Excerpted text:
»»

Bottomline | Choose Wisely

Pravin Sawhney

The Indian Air Force’s critical need for single-engine fighter aircraft can be addressed by putting four issues into perspective: operational urgency; geo-politics; requirement for ‘best technologies’; and contribution to ‘Make in India’ policy.

Speaking at the media interaction on October 5 prior to the Air Force Day, the air force chief, Air Chief Marshal B.S. Dhanoa made it amply clear that procurement of single-engine fighters to arrest the fast dwindling combat strength was his priority. Against the 42 combat squadrons that the Indian Air Force (IAF) needs to fight the two-front war, it officially has 33 squadrons, with another five to six squadrons literally on ventilator support. Thus, while the initial requirement is for 100 aircraft, this number, depending on the timely progress made on the LCA Mark 1A (doubtful), could shoot up to 250 aircraft. Given this huge quantity and limited funds, India would be looking at the best deal which balances its operational, geo-political and indigenisation targets.

On the table are the US’ F-16 Block-70 and the Swedish Gripen-E. In order to meet India’s Defence Procurement Policy-2016’s requirement of the Strategic Partner, US’ Lockheed Martin has signed a joint venture with Tata Advanced Systems Limited (TASL), while Sweden’s Saab has done it with the Adani Group. Both foreign vendors have promised to move their single-engine production line to India in order to add value to ‘Make in India’. And both have offered ‘best technologies’ with the President Saab, Hakan Buskhe telling me, “Gripen-E will be a totally Indian aircraft where even the source codes would be transferred.” While this could be dismissed as rhetoric since no nation would give away its ‘propriety technologies’, Saab does not even own up to 30 per cent of the aircraft’s key technologies — the propulsion system and the ASEA radar. Moreover, Saab’s claim of Gripen-E being 4.5 generation technology also needs to be taken with a pinch of salt. It is either 4th or 5th generation. Both aircraft, if you please, are fourth generation aircraft.

««

Record set:
»»

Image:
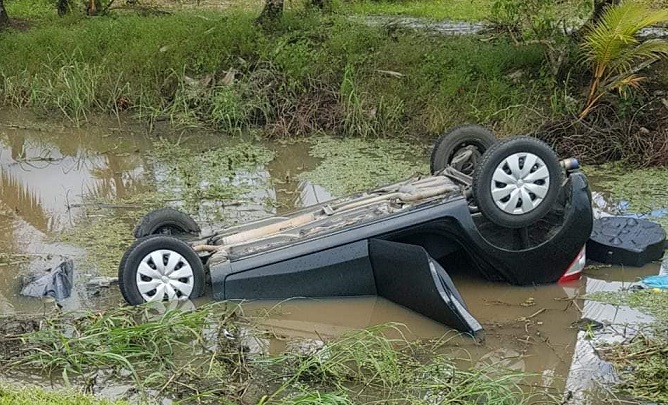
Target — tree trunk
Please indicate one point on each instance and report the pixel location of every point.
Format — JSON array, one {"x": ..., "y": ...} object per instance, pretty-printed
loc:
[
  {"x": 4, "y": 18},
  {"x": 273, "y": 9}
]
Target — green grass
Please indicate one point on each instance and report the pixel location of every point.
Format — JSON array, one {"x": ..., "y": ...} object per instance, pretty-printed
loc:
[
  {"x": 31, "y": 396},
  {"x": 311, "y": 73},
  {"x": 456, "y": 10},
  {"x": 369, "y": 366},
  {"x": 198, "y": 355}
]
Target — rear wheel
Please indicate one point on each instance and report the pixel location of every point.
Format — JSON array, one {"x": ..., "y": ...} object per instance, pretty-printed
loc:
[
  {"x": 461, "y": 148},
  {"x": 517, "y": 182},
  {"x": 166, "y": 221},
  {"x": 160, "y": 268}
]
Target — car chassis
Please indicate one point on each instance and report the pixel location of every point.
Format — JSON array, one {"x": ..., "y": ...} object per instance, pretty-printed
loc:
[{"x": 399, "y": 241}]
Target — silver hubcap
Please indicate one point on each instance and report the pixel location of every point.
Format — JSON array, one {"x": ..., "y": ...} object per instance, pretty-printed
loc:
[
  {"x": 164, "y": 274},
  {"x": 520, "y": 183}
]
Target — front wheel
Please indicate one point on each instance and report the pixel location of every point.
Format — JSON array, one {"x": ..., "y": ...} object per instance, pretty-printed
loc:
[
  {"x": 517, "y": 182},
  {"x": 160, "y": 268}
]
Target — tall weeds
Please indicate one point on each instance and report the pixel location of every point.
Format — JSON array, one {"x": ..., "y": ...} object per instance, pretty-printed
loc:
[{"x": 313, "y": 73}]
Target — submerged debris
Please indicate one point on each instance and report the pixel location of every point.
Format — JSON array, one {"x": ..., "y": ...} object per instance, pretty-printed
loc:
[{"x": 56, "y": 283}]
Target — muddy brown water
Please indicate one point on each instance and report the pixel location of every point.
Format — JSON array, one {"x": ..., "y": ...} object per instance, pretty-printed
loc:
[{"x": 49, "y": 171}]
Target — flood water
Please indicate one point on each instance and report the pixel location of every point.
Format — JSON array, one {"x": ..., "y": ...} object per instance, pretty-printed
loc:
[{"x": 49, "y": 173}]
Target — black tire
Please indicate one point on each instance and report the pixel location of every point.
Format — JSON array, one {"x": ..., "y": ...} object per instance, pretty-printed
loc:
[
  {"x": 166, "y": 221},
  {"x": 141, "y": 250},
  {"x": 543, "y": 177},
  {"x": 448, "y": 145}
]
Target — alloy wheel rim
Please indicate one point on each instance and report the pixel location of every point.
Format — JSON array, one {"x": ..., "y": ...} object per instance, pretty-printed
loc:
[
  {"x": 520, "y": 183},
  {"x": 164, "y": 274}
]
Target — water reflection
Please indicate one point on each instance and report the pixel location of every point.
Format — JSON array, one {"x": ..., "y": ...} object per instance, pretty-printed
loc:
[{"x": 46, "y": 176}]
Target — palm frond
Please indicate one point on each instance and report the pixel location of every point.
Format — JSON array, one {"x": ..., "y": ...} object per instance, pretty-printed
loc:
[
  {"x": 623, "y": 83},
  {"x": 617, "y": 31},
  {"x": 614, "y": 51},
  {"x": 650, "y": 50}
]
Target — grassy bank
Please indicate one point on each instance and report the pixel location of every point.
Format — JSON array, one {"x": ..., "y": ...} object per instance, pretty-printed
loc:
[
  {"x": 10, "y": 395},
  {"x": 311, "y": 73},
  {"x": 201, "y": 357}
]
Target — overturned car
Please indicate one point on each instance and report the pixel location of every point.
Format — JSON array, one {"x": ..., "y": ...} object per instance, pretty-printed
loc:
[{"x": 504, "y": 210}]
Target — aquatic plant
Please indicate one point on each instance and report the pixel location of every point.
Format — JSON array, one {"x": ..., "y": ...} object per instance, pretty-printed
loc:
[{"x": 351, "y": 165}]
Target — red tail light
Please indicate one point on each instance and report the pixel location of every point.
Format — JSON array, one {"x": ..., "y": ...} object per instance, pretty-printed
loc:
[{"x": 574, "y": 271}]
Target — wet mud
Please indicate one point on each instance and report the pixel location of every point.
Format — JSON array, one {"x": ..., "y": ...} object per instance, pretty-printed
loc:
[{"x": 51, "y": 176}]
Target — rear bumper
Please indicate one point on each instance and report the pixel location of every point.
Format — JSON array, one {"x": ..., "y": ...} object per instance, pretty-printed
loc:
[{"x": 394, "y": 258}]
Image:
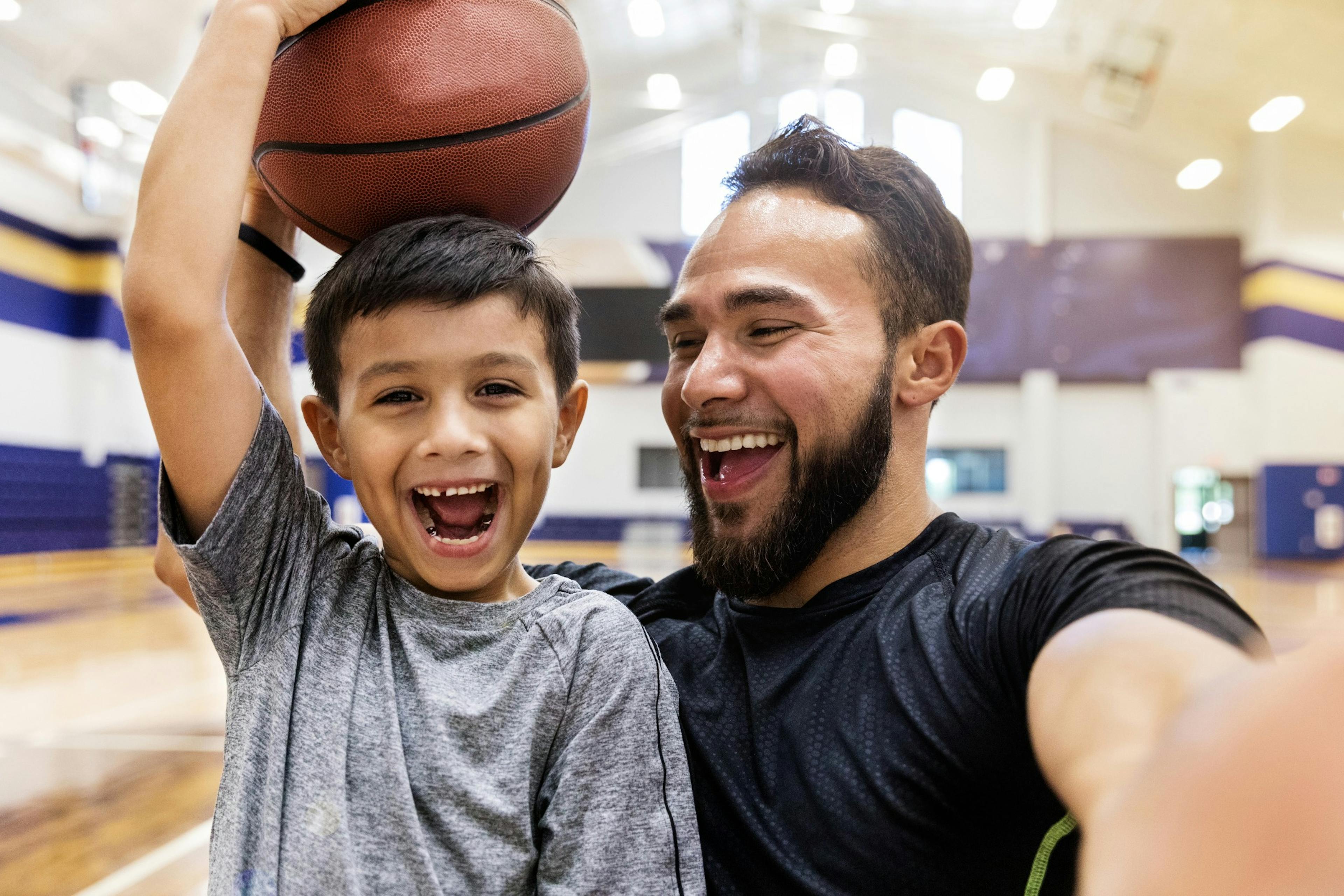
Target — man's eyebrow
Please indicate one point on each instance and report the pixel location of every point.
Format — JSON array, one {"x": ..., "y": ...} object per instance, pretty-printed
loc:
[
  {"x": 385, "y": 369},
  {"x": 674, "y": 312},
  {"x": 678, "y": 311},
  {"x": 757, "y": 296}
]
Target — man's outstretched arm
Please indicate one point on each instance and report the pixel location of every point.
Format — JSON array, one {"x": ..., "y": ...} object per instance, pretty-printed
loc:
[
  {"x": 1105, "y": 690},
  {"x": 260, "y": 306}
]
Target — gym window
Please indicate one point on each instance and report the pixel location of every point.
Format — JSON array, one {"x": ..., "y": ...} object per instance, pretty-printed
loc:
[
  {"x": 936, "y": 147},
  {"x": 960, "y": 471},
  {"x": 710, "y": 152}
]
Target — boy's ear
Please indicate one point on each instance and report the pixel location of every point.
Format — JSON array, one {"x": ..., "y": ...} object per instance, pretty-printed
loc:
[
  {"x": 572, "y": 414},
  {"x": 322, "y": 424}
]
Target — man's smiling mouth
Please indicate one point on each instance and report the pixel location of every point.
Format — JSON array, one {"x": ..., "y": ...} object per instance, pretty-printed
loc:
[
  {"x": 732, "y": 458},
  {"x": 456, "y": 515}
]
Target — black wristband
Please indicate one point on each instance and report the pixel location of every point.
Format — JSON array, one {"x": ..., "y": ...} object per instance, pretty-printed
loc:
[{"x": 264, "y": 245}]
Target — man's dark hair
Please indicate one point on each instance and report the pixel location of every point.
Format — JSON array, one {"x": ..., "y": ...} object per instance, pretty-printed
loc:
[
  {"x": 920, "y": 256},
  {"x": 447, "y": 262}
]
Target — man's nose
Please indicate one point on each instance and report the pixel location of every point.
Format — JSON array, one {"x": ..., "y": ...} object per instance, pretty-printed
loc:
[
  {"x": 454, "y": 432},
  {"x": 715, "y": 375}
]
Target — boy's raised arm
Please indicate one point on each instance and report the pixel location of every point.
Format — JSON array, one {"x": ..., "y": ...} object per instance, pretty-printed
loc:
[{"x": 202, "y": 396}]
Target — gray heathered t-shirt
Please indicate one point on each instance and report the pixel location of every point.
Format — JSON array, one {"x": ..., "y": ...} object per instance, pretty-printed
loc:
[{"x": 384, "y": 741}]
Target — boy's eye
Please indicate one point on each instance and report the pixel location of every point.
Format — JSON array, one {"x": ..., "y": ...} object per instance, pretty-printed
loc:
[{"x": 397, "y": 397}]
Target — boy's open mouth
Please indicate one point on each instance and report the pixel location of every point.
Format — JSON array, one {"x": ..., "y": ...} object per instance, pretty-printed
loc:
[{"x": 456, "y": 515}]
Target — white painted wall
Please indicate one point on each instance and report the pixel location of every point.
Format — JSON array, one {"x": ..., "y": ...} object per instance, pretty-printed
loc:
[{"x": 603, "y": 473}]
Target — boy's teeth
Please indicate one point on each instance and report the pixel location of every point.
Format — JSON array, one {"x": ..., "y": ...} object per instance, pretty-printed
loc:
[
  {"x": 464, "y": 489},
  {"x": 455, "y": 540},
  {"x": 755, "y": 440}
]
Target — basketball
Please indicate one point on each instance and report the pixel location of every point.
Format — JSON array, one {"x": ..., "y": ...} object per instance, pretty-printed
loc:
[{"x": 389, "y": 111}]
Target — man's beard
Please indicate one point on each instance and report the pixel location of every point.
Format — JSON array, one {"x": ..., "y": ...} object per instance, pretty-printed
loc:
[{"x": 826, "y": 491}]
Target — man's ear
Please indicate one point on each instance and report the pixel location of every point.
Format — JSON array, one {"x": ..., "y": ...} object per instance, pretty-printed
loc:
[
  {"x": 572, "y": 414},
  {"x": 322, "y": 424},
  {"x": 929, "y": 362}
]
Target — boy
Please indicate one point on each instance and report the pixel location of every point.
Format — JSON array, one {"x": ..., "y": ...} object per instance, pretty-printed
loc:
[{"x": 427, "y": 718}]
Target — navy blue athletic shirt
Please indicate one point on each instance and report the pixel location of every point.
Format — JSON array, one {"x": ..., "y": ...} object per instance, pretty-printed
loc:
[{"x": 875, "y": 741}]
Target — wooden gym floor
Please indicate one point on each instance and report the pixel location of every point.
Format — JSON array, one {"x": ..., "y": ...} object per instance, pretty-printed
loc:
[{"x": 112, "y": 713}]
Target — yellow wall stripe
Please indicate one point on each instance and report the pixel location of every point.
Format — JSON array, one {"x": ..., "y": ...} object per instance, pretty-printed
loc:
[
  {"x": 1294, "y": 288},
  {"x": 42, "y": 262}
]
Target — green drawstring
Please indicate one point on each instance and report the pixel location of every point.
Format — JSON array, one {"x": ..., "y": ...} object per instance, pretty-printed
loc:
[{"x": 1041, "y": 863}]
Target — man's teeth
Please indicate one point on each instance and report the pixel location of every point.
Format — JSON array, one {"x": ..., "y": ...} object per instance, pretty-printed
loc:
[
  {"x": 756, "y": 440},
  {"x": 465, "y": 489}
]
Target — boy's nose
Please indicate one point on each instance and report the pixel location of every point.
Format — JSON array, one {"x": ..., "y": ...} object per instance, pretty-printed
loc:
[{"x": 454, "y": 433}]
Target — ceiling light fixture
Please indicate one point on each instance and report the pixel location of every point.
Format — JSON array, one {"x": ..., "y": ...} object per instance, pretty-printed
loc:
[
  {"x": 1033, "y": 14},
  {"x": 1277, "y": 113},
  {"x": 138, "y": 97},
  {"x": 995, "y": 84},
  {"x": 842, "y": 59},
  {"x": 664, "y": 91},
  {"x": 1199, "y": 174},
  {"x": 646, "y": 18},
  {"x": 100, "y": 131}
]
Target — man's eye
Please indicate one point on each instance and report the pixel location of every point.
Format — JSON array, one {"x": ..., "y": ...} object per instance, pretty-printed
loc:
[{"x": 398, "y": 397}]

««

Exercise requirements:
A – Translate this sentence from the article on fighter procurement into Spanish: "On the table are the US’ F-16 Block-70 and the Swedish Gripen-E."
B – How many lines of the entries contain the string "light", with case counting? Reply with the number alone.

Task answers:
A – Sobre la mesa están el F-16 Block-70 de EE. UU. y el Gripen-E sueco.

B – 2